- _EXERCISE OBJECTIVE_
From the records below, transcribe only the lines running from the one with "Target: black dress" through the one with "in black dress.". Keep both of those end lines.

- _INPUT FOR THIS TASK_

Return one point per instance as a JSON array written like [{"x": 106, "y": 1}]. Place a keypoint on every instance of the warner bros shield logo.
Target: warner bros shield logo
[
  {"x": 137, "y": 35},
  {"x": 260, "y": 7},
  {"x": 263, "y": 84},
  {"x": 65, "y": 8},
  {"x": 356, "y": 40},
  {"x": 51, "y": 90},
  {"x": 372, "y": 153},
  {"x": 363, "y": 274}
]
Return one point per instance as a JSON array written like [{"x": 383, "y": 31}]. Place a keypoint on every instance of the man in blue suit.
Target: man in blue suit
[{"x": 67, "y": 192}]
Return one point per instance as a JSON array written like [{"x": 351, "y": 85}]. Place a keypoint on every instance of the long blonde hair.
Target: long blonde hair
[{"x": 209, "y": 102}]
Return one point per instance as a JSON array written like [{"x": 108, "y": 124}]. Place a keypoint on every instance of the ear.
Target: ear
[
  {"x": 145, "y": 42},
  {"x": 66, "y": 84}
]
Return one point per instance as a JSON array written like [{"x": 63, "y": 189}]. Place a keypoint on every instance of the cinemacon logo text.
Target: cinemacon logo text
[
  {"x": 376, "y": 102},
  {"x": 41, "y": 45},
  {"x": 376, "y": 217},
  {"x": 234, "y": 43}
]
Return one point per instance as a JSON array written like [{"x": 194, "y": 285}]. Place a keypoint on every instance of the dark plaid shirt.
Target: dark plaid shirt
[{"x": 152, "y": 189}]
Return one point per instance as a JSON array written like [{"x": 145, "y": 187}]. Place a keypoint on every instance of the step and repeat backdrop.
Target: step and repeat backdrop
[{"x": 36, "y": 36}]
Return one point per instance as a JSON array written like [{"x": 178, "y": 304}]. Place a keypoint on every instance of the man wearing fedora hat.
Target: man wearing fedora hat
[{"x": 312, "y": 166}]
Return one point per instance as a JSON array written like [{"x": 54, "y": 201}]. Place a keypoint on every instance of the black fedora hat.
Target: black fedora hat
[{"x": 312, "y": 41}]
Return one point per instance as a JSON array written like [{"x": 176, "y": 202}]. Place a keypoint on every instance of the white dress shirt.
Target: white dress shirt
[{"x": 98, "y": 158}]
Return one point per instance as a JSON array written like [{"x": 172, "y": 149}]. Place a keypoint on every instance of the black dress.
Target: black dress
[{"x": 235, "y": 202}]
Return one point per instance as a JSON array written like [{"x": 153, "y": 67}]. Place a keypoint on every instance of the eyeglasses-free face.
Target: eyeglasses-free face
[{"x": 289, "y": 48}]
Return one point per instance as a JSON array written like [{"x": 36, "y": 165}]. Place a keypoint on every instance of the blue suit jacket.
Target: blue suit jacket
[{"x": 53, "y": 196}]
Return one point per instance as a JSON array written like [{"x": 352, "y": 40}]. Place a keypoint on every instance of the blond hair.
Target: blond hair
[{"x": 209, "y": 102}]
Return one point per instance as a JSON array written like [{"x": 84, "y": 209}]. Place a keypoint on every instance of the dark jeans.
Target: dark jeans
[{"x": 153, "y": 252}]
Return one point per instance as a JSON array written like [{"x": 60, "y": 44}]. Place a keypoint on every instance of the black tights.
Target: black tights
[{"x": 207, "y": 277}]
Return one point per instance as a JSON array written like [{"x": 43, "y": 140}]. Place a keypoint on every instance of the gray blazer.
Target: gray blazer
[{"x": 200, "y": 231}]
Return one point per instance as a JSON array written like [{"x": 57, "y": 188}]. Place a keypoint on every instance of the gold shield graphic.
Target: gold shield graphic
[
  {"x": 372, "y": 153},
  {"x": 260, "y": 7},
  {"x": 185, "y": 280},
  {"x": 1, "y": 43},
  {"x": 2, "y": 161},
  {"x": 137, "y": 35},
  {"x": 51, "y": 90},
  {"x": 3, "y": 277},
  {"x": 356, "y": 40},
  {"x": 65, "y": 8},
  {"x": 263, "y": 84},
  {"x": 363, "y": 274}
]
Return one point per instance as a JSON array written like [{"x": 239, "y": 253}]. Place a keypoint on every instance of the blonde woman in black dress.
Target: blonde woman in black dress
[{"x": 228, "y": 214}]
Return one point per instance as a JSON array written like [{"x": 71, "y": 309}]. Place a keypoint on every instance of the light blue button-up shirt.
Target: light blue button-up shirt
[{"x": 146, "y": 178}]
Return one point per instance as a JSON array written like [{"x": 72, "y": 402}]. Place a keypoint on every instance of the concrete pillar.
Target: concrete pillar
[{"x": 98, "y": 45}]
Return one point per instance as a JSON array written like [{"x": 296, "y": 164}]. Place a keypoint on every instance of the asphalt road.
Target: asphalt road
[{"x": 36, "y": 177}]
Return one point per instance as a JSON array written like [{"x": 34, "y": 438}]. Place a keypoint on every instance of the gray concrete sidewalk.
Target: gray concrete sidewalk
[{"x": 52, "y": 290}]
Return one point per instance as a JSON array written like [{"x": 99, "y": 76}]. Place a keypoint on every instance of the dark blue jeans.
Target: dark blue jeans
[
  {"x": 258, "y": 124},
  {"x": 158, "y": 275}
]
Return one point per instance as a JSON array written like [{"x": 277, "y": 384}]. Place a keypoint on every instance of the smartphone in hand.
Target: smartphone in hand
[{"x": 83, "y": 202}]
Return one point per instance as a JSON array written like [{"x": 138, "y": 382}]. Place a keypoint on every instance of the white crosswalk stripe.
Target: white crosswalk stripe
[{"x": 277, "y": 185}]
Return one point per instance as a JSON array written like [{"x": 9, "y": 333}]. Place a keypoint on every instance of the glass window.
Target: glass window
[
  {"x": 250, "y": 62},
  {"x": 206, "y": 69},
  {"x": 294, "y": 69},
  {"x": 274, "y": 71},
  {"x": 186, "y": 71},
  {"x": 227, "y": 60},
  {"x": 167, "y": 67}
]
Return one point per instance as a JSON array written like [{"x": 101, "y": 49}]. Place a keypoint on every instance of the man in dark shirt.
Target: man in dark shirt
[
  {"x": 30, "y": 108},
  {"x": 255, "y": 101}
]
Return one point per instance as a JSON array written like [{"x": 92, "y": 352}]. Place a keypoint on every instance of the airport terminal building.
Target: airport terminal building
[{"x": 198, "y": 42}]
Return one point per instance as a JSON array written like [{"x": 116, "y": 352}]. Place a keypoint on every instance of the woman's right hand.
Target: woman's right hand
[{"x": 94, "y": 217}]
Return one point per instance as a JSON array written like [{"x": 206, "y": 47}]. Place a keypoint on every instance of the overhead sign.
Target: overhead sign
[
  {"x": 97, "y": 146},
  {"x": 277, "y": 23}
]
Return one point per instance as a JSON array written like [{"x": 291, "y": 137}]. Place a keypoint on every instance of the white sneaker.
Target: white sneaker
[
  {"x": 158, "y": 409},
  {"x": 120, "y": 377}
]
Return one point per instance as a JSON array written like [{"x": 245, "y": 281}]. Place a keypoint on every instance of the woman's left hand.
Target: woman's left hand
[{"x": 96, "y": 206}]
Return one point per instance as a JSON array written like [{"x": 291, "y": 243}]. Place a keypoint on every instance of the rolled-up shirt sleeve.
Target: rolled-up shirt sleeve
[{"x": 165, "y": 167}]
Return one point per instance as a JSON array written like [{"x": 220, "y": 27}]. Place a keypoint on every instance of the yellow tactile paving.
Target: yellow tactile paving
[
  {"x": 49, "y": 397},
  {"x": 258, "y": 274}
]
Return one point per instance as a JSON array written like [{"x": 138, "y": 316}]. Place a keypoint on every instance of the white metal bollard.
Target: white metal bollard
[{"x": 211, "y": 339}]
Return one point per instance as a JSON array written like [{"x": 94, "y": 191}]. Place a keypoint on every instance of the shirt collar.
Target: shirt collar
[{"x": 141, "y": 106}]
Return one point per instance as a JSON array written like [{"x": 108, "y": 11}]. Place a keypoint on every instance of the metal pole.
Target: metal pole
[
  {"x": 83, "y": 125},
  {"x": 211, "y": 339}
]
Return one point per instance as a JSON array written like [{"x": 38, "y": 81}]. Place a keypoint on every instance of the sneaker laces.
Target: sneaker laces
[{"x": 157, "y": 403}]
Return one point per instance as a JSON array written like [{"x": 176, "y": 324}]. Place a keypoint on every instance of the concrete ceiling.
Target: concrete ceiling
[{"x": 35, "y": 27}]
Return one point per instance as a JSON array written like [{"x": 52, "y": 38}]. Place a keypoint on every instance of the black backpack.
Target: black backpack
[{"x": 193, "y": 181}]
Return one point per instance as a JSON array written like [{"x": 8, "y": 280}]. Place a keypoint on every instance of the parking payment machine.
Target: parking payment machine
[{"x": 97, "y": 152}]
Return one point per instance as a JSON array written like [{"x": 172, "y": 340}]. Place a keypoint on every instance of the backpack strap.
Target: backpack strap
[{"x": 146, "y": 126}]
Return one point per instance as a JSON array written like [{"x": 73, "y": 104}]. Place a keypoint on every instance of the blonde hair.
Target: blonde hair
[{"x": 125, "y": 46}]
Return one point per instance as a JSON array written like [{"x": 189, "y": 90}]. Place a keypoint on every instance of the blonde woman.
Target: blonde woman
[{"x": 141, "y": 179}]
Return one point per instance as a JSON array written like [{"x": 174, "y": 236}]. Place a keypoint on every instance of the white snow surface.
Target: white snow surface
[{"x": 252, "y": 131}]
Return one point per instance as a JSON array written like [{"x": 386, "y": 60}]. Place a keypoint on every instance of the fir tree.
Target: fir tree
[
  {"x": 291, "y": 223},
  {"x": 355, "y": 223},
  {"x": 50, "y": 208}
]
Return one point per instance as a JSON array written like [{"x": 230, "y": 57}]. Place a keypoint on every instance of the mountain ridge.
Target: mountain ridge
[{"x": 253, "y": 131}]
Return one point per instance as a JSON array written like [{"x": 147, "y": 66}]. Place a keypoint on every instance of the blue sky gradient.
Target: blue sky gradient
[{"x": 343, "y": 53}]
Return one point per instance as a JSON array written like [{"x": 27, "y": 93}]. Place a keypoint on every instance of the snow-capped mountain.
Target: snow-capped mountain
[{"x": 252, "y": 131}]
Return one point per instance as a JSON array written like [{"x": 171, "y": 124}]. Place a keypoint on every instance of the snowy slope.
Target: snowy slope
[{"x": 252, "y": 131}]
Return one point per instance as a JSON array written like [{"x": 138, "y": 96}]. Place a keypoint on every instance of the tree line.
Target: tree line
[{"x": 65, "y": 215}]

- _ANSWER SPACE_
Target: black dress
[{"x": 235, "y": 202}]
Return one point per instance as a JSON array written like [{"x": 153, "y": 67}]. Place a keypoint on every instance of the eyeglasses-free face.
Target: eyeglasses-free face
[{"x": 289, "y": 48}]
Return one point per instance as a JSON array written like [{"x": 36, "y": 165}]. Place a keypoint on every instance of the blue suit jacket.
Target: blue suit jacket
[{"x": 53, "y": 196}]
Return one point per instance as a JSON array written like [{"x": 352, "y": 40}]. Place a keypoint on every instance of the blond hair.
Target: blond hair
[{"x": 209, "y": 102}]
Return one point per instance as a JSON array written like [{"x": 84, "y": 209}]. Place a keypoint on every instance of the dark jeans.
Target: dark jeans
[{"x": 153, "y": 252}]
Return one point per instance as a JSON array written like [{"x": 60, "y": 44}]. Place a keypoint on every instance of the black tights.
Target: black tights
[{"x": 207, "y": 277}]
Return one point per instance as a JSON array written like [{"x": 43, "y": 140}]. Place a keypoint on every instance of the gray blazer.
Target: gray blazer
[{"x": 200, "y": 231}]
Return one point per instance as a JSON array written like [{"x": 57, "y": 188}]. Place a keypoint on every instance of the gold shield graphic.
Target: gold shield graphic
[
  {"x": 372, "y": 153},
  {"x": 260, "y": 7},
  {"x": 185, "y": 280},
  {"x": 1, "y": 43},
  {"x": 2, "y": 161},
  {"x": 137, "y": 35},
  {"x": 51, "y": 90},
  {"x": 3, "y": 277},
  {"x": 356, "y": 40},
  {"x": 65, "y": 8},
  {"x": 263, "y": 84},
  {"x": 363, "y": 274}
]
Return one point per instance as a JSON array written like [{"x": 239, "y": 253}]. Place a keypoint on every instance of the blonde woman in black dress.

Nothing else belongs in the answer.